- **What to produce**: Put the records, from their start through the line containing "218 1 L 191" inclusive, into a Markdown table with the columns No. and Text, numbering each row and skipping blank lines. Leave out the pictures.

——————

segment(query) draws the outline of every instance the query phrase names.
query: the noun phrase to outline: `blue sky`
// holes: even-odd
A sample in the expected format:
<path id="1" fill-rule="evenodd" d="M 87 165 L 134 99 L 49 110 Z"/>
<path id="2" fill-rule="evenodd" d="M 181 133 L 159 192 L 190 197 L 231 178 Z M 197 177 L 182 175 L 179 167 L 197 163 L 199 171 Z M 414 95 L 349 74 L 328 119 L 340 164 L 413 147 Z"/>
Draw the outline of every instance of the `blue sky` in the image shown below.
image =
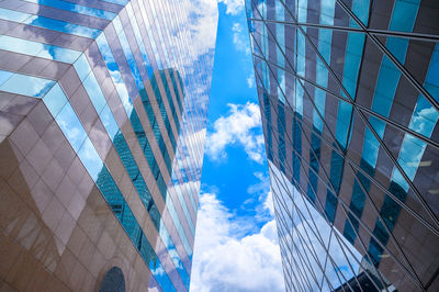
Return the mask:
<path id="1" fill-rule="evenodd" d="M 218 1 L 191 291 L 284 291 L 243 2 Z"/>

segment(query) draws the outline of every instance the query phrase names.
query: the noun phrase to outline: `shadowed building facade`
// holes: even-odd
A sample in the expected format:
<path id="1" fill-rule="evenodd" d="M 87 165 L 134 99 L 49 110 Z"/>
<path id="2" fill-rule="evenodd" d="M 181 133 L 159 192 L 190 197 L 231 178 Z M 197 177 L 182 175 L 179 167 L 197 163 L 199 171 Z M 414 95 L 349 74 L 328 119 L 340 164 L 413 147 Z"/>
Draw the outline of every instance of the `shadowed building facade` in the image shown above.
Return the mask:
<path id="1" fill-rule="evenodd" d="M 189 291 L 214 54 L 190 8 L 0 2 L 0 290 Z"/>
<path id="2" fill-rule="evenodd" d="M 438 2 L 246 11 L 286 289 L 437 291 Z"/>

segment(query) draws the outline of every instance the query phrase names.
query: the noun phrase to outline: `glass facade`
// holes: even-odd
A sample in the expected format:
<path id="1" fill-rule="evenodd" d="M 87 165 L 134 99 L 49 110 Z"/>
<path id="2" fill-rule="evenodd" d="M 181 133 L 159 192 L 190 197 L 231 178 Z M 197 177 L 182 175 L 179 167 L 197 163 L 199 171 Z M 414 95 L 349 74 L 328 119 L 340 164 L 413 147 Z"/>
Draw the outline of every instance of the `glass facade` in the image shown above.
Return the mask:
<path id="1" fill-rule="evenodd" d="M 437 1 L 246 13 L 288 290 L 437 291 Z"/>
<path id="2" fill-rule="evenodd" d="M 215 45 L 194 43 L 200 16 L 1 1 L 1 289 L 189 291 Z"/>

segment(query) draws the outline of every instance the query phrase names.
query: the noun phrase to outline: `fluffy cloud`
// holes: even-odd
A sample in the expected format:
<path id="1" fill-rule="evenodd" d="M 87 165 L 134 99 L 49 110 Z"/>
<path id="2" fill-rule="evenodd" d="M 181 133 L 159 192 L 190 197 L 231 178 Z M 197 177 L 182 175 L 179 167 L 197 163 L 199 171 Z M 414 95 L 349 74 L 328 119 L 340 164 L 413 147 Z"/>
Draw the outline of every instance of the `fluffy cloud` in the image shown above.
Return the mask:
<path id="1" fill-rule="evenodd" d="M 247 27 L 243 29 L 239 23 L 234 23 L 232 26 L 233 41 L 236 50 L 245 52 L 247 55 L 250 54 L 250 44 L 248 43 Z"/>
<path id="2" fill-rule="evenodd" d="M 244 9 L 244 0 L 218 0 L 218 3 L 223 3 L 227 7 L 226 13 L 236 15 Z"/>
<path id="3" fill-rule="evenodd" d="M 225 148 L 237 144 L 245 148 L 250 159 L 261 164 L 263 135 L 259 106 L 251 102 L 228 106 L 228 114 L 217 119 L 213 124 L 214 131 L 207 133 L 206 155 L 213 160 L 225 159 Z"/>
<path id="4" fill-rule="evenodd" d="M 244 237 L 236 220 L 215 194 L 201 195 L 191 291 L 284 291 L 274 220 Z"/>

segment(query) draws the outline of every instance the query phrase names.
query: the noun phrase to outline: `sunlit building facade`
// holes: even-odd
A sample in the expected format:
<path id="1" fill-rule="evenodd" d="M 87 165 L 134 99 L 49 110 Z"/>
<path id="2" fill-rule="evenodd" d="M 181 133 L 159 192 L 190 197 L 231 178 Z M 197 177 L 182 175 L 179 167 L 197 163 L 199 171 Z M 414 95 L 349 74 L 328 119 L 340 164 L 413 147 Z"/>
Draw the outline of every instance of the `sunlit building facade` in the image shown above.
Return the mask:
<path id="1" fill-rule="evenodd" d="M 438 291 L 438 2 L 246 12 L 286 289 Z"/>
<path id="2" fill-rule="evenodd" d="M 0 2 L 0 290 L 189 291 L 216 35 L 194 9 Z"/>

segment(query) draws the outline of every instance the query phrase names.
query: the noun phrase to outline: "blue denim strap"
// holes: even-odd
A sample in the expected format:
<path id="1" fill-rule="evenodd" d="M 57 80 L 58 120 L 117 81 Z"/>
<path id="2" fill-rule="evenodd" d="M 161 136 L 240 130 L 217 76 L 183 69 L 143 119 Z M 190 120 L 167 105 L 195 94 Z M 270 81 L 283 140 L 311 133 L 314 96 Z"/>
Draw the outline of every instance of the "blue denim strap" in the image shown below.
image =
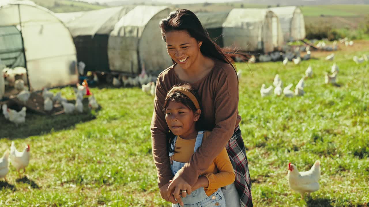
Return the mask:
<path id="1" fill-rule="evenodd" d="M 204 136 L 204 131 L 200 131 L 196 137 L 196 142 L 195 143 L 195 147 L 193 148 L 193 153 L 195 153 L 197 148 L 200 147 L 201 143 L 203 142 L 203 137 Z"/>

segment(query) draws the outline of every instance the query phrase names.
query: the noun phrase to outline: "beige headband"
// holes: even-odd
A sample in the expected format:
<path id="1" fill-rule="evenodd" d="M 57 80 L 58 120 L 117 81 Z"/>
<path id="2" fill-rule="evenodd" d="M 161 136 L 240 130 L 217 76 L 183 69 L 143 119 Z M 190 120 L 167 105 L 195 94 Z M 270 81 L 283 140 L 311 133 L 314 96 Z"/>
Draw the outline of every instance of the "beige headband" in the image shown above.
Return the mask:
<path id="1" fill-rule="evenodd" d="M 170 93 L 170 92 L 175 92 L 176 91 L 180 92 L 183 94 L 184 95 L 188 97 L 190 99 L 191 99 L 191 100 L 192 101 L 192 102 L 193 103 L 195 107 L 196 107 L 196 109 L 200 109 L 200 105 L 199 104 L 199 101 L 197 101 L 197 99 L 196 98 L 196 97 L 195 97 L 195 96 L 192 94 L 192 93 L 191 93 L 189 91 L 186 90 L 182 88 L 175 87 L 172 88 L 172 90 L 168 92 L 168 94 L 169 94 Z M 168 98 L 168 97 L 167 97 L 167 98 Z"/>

——————

- **Worked solution**:
| No. | Text |
|---|---|
| 1 | segment(query) draws the outline of every instance the query phrase names. |
| 2 | query: the noun phrase to outline: `blue sky` |
| 3 | // holes: even-odd |
| 4 | A sample in the expected format: |
| 5 | <path id="1" fill-rule="evenodd" d="M 87 165 L 134 99 L 49 110 Z"/> |
| 6 | <path id="2" fill-rule="evenodd" d="M 181 133 L 159 192 L 190 197 L 231 178 Z M 197 177 L 182 175 L 179 167 L 197 163 L 199 171 Z M 414 95 L 349 74 L 328 119 L 340 164 L 413 147 Z"/> |
| 7 | Draw the outline of every instance of the `blue sky` in the image shown below. |
| 8 | image = |
| 9 | Return the mask: |
| 10 | <path id="1" fill-rule="evenodd" d="M 218 1 L 191 291 L 284 291 L 243 2 Z"/> |